**Task**
Copy out each line below exactly as it appears.

**Extracted records**
---*---

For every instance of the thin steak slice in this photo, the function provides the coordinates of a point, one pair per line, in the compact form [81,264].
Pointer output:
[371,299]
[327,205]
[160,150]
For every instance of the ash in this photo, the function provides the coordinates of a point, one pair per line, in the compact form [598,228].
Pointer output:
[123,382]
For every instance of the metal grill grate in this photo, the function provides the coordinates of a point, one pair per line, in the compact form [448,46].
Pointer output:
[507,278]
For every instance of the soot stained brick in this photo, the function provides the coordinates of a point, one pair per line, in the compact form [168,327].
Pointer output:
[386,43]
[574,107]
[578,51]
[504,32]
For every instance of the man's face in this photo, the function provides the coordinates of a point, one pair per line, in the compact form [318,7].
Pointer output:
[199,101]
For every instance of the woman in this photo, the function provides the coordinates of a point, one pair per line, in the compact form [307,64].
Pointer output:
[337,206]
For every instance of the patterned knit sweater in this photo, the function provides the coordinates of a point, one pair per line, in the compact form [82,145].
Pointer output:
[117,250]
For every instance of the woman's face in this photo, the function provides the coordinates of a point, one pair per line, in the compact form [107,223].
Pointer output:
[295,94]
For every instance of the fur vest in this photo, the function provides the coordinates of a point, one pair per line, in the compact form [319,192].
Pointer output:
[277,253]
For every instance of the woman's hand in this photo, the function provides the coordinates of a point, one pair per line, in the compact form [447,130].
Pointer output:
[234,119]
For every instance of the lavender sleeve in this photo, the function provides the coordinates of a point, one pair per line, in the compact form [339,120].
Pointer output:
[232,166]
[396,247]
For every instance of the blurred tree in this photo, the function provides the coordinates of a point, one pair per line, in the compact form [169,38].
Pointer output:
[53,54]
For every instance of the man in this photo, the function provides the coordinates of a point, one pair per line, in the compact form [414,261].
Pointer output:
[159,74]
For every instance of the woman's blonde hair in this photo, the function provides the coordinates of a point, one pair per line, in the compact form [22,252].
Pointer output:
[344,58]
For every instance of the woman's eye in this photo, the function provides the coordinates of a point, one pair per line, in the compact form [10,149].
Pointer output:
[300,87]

---*---

**Response below**
For every instance of the thin steak slice in this photo, the function provides the coordinates of a point, one pair per line, in the compact form [81,264].
Pointer output:
[371,299]
[327,205]
[160,150]
For every instance of the ash in this photo, the function provides the coordinates of a point, one pair per line, in the compact form [598,228].
Pointer output:
[123,382]
For every instance of the metal grill grate in this photo, the function provides the coordinates of a point, one pair per line, in the compact form [448,46].
Pointer output:
[507,278]
For every instance of the soot stained brick in this photo, the function provides the coordinates of a point, one pair per line, in the compact form [168,327].
Pointer output:
[386,43]
[574,107]
[578,51]
[504,32]
For every instance of the man's face in this photo, the function provides the coordinates of a point, one pair per line, in the compact form [318,7].
Pointer output:
[199,101]
For every instance of the woman in this photo, the function provides the coordinates of a point, one pair per line, in the compact form [307,64].
Pointer output:
[337,206]
For every instance of the patterned knit sweater in this photo, the function provides the coordinates of a point, one pair per line, in the compact form [82,145].
Pointer output:
[117,250]
For every instance of the woman's face in this photo, the function provides the coordinates of a point, one pair per line, in the compact form [107,223].
Pointer output:
[295,94]
For every instance of the fur vest in this photo, the function provides the coordinates of a point, one pair per line, in the compact form [319,192].
Pointer output:
[277,253]
For every instance of the woman's hand in this photo, the function provides the coordinates of a point, one pair per line, in the compact form [447,130].
Pointer output:
[234,119]
For every instance of the lavender sleeve in this photo, the function provides the coordinates of a point, one pair per line, in the compact form [339,120].
Pointer output:
[232,166]
[396,247]
For every instance of the blurred tree in this photo, the function provides the coordinates of a point, one pair per line, in the compact form [169,38].
Pointer output:
[53,54]
For every instance of the man in this photo, the function provides the coordinates of a point, one pair per line, in the compact form [414,261].
Pointer output:
[159,74]
For every instance of the woman's blonde hair in this photo, the function provides the coordinates of a point, one pair per line, in the compact form [22,252].
Pointer output:
[344,58]
For every instance of the woman's eye in this photo, the function provides the coordinates of a point, one pair per line, in the compact form [10,149].
Pointer output:
[300,87]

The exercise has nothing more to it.